Brief: Copy the records from their start through the line containing "(1104, 851)", keeping the requests and leaving out the pictures. Shift every coordinate in the answers by adding 7 to each number.

Data section:
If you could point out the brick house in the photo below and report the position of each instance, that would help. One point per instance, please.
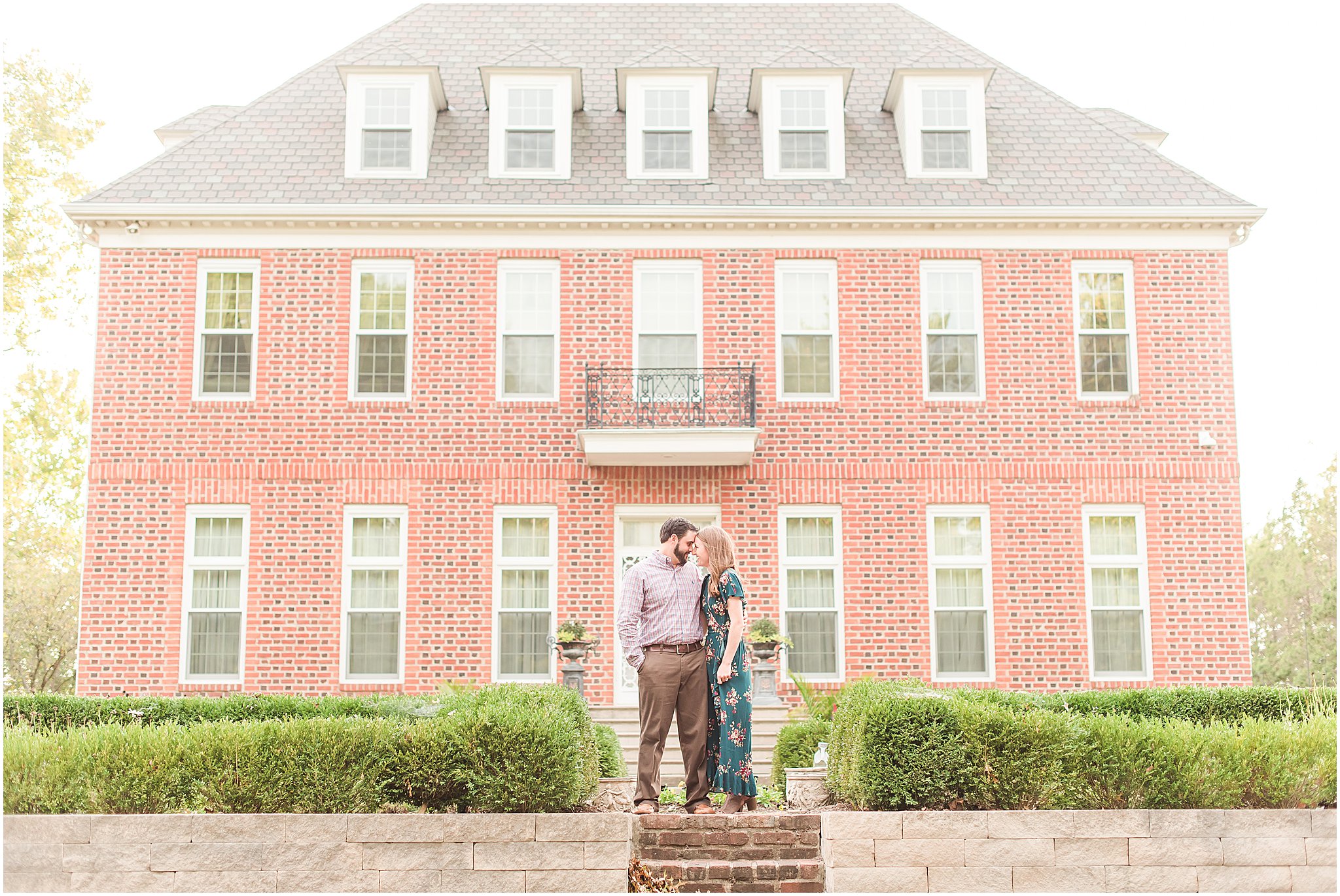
(402, 365)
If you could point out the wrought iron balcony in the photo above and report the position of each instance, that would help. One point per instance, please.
(669, 417)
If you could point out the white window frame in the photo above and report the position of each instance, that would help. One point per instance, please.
(525, 511)
(769, 125)
(381, 266)
(189, 564)
(500, 88)
(205, 267)
(423, 121)
(519, 266)
(1122, 562)
(955, 562)
(1106, 266)
(909, 121)
(827, 267)
(787, 563)
(349, 564)
(953, 266)
(635, 125)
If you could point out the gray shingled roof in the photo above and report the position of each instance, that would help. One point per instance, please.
(289, 146)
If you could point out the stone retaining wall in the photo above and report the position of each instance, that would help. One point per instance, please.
(584, 852)
(1104, 851)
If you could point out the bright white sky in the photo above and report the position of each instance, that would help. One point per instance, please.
(1243, 89)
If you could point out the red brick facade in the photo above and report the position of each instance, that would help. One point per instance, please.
(302, 451)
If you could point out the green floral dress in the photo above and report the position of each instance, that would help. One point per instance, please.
(730, 731)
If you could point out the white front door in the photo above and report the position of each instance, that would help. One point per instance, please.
(637, 534)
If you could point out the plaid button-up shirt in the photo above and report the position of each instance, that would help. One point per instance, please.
(660, 603)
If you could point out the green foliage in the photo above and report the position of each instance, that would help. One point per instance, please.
(1292, 590)
(611, 753)
(795, 748)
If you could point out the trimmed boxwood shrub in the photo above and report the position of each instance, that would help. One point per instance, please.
(795, 748)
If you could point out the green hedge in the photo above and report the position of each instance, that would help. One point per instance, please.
(504, 748)
(796, 746)
(897, 746)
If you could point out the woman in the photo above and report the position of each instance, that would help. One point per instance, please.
(730, 731)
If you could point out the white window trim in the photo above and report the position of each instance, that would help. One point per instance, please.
(909, 121)
(349, 564)
(769, 120)
(203, 512)
(500, 90)
(205, 267)
(966, 266)
(983, 563)
(423, 121)
(666, 266)
(791, 511)
(529, 511)
(807, 266)
(506, 267)
(381, 266)
(1112, 266)
(635, 125)
(1139, 562)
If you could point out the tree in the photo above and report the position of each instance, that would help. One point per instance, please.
(44, 126)
(1292, 590)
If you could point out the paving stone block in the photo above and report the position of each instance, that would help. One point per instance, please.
(1152, 879)
(983, 853)
(576, 882)
(1239, 879)
(877, 880)
(33, 857)
(1031, 824)
(862, 825)
(318, 882)
(1174, 851)
(47, 829)
(130, 882)
(410, 882)
(93, 857)
(952, 825)
(1264, 851)
(415, 856)
(547, 856)
(1055, 880)
(483, 882)
(1090, 851)
(226, 882)
(919, 853)
(1314, 879)
(969, 880)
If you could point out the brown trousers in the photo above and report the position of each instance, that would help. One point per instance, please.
(673, 685)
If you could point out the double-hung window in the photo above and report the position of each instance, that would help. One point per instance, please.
(215, 593)
(1104, 318)
(383, 299)
(960, 593)
(667, 347)
(528, 330)
(952, 324)
(525, 572)
(811, 590)
(807, 328)
(374, 583)
(226, 328)
(1117, 581)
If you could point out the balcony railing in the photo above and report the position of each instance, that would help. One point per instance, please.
(669, 397)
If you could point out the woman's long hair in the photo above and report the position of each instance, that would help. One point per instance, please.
(718, 549)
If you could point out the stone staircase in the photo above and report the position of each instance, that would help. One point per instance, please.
(752, 852)
(624, 719)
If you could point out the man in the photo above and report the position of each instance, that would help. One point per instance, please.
(661, 632)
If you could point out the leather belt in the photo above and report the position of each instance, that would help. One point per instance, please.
(673, 649)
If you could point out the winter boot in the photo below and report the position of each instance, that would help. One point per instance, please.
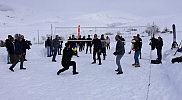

Response to this task:
If you could point out the brick house in the photo below and report the position of each instance, that would help. One point per instance, please.
(409, 372)
If you could point out the wrought iron balcony in the photo above and report the position of each instance, that would help. One point per instance, please.
(676, 424)
If you could point out the white window frame in the photo above and report the position of each instance, that would help. One point per instance, please.
(532, 518)
(776, 132)
(388, 273)
(196, 571)
(507, 95)
(212, 274)
(430, 128)
(526, 273)
(1129, 569)
(962, 569)
(1113, 273)
(916, 128)
(834, 274)
(794, 570)
(356, 571)
(960, 273)
(642, 132)
If you could point out the gray shingled roof in the photo above and report the position of each instance, that would help. One point per instance, please.
(296, 153)
If you could point out the stone retaining wall in the photo above and report the position of each instance, that would help. One point per instance, please.
(591, 859)
(1111, 858)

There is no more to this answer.